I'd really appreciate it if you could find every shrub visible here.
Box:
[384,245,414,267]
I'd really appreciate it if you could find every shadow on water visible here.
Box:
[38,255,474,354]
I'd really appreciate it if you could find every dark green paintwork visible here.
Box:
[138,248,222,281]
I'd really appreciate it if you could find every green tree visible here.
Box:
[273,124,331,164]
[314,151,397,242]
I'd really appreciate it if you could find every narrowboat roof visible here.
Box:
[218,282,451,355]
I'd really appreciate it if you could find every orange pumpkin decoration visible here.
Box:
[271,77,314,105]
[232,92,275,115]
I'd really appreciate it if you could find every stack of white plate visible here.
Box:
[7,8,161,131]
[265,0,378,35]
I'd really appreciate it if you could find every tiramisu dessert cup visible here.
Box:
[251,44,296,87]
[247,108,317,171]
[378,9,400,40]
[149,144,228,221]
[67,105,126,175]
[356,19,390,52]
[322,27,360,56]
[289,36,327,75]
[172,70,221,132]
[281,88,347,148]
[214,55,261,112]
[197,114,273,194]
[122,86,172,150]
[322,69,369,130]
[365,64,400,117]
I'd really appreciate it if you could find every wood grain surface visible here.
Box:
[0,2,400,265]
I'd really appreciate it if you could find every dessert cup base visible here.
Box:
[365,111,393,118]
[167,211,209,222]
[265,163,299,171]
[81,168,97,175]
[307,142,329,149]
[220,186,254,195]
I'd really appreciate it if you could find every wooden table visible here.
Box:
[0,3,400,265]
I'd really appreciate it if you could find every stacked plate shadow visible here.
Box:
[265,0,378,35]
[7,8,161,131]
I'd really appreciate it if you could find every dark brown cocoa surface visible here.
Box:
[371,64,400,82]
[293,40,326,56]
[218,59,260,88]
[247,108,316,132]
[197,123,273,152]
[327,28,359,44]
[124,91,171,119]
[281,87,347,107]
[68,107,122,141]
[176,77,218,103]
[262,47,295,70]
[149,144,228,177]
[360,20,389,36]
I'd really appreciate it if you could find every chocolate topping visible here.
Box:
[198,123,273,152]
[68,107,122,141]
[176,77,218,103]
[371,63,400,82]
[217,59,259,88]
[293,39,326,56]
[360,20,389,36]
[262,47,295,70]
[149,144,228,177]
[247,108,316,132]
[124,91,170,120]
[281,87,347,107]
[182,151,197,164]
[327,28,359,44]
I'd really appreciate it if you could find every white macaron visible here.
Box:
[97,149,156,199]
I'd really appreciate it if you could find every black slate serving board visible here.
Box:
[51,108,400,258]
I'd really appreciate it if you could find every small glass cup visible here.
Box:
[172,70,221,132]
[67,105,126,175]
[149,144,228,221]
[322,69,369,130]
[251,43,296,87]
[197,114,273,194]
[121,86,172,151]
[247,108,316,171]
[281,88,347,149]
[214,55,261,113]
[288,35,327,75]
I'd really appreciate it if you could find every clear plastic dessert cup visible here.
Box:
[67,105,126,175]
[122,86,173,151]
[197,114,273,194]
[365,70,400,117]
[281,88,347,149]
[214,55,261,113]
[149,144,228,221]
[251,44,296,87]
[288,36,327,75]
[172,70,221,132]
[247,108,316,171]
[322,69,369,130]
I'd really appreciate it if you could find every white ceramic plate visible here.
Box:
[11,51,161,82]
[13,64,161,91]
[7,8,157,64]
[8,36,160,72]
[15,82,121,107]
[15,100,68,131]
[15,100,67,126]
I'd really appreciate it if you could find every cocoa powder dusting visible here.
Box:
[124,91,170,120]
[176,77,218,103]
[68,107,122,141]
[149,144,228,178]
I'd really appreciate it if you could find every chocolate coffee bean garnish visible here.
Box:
::::::::::
Exercise aim:
Convert every line of the listing above into a Markdown table with the columns Row and Listing line, numbering the rows and omitting any blank lines.

Final result:
| Row | Listing line |
|---|---|
| 1 | I'd really appreciate it if you could find every shrub visible here. |
| 2 | Box: |
| 3 | [384,245,414,267] |
| 4 | I'd really appreciate it if you could find every shadow on water visible here. |
| 5 | Box: |
| 6 | [38,255,474,354] |
| 7 | I'd really appreciate it if you could find every dark green paintwork visible here. |
| 8 | Box: |
| 9 | [138,248,222,281] |
| 10 | I'd really appreciate it if you could find every green tree visible here. |
| 11 | Box: |
| 12 | [273,124,331,164] |
| 13 | [314,151,397,242] |
| 14 | I'd really appreciate it if you could find every narrowboat roof visible here. |
| 15 | Box: |
| 16 | [218,282,451,355] |
| 17 | I'd really appreciate it if you could find every orange pumpkin decoration visible here. |
| 18 | Box: |
| 19 | [271,77,314,105] |
| 20 | [232,92,275,115] |
| 21 | I'd really appreciate it if you could find every stack of white plate visible here. |
| 22 | Box: |
| 23 | [7,8,161,131] |
| 24 | [265,0,378,35] |
| 25 | I'd really appreciate it if you could find every tiramisu dessert cup visible here. |
| 26 | Box: |
| 27 | [251,44,296,87] |
| 28 | [247,108,317,171] |
| 29 | [378,9,400,40] |
| 30 | [149,144,228,221] |
| 31 | [67,105,126,175] |
| 32 | [356,19,390,52] |
| 33 | [322,27,360,56] |
| 34 | [289,36,327,75] |
| 35 | [172,70,221,132] |
| 36 | [281,88,347,148] |
| 37 | [214,55,261,112] |
| 38 | [197,114,273,194] |
| 39 | [122,86,172,150] |
| 40 | [322,69,369,130] |
| 41 | [365,64,400,117] |
| 42 | I'd really appreciate it if you could find every wood grain surface visible here. |
| 43 | Box: |
| 44 | [0,2,400,265] |
| 45 | I'd really appreciate it if you could find every dessert cup base visible here. |
| 46 | Box: |
| 47 | [365,111,393,118] |
| 48 | [167,211,209,222] |
| 49 | [265,163,299,171] |
| 50 | [81,168,97,175] |
| 51 | [307,142,329,149] |
| 52 | [220,186,254,195] |
| 53 | I'd really appreciate it if you could find every wooden table visible here. |
| 54 | Box: |
| 55 | [0,3,400,265] |
| 56 | I'd really appreciate it if you could find every stacked plate shadow visible here. |
| 57 | Box: |
| 58 | [265,0,378,35] |
| 59 | [7,8,161,131] |
| 60 | I'd really appreciate it if you could find every dark brown cocoa surface visible here. |
| 61 | Box: |
| 62 | [371,64,400,82] |
| 63 | [293,40,326,56] |
| 64 | [218,59,260,88] |
| 65 | [247,108,316,132] |
| 66 | [197,123,273,152] |
| 67 | [327,28,359,44] |
| 68 | [124,91,171,119] |
| 69 | [281,87,347,107] |
| 70 | [68,107,122,141] |
| 71 | [176,77,218,103] |
| 72 | [262,47,295,70] |
| 73 | [149,144,228,177] |
| 74 | [360,20,389,36] |
| 75 | I'd really appreciate it if you could find every chocolate topping visible here. |
| 76 | Box: |
| 77 | [198,123,273,152] |
| 78 | [68,107,122,141] |
| 79 | [176,77,218,103] |
| 80 | [371,63,400,82] |
| 81 | [217,59,259,88] |
| 82 | [293,39,326,56] |
| 83 | [360,20,389,36] |
| 84 | [262,47,295,70] |
| 85 | [149,144,228,177] |
| 86 | [247,108,316,132] |
| 87 | [124,91,170,120] |
| 88 | [281,87,347,107] |
| 89 | [182,151,197,164] |
| 90 | [327,28,359,44] |
| 91 | I'd really appreciate it if you could find every white macaron visible here. |
| 92 | Box: |
| 93 | [97,149,156,199] |
| 94 | I'd really appreciate it if you could find every black slate serving board visible here. |
| 95 | Box: |
| 96 | [51,108,400,258] |
| 97 | I'd really appreciate it if you could find every small glass cup visible here. |
| 98 | Box: |
| 99 | [172,70,221,132] |
| 100 | [67,105,126,175] |
| 101 | [149,144,228,221] |
| 102 | [322,69,369,130] |
| 103 | [251,43,296,87] |
| 104 | [197,114,273,194] |
| 105 | [121,86,172,151] |
| 106 | [247,108,316,171] |
| 107 | [281,88,347,149] |
| 108 | [214,55,261,113] |
| 109 | [288,35,327,75] |
| 110 | I'd really appreciate it if you could find every clear plastic dessert cup visible here. |
| 111 | Box: |
| 112 | [67,105,126,175] |
| 113 | [122,86,173,151] |
| 114 | [197,114,273,194] |
| 115 | [365,70,400,117] |
| 116 | [281,88,347,149] |
| 117 | [214,55,261,113] |
| 118 | [149,144,228,221] |
| 119 | [251,44,296,87] |
| 120 | [288,36,327,75] |
| 121 | [172,70,221,132] |
| 122 | [247,108,316,171] |
| 123 | [322,69,369,130] |
| 124 | I'd really appreciate it if you could find every white ceramic plate visible here. |
| 125 | Box: |
| 126 | [11,51,161,82] |
| 127 | [13,64,161,91] |
| 128 | [7,8,157,64] |
| 129 | [8,36,160,72] |
| 130 | [15,82,121,107] |
| 131 | [15,100,68,131] |
| 132 | [15,100,67,126] |
| 133 | I'd really appreciate it if you could find every cocoa powder dusting visible here. |
| 134 | Box: |
| 135 | [124,91,170,120] |
| 136 | [176,77,218,103] |
| 137 | [68,107,122,141] |
| 138 | [149,144,228,178] |
| 139 | I'd really appreciate it if you could find every chocolate coffee bean garnish visible here. |
| 140 | Box: |